* _AVAILABLE DATA_:
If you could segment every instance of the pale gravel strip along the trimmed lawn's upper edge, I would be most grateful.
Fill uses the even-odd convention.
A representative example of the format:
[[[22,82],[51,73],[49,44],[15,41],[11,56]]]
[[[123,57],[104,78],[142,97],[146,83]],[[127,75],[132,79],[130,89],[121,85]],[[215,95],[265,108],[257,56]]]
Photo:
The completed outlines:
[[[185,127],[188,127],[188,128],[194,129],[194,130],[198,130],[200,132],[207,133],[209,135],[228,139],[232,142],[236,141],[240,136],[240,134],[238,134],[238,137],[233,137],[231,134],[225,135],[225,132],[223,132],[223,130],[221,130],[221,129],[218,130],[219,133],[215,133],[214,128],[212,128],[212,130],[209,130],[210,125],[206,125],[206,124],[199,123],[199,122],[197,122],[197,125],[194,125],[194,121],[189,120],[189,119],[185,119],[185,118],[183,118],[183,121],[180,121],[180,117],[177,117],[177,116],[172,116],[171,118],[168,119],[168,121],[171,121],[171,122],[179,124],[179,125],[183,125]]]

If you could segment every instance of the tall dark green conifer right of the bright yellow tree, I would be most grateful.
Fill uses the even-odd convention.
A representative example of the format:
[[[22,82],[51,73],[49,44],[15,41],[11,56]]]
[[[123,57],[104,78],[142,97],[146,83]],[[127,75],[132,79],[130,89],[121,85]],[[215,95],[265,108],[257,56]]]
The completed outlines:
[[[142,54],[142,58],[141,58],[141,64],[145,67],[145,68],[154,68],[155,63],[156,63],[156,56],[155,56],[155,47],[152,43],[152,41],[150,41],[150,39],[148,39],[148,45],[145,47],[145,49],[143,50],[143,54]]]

* _EXERCISE AIM_: Determine how many lines above contain "segment" and respond with that number only.

* _WRITTEN ANSWER_: 2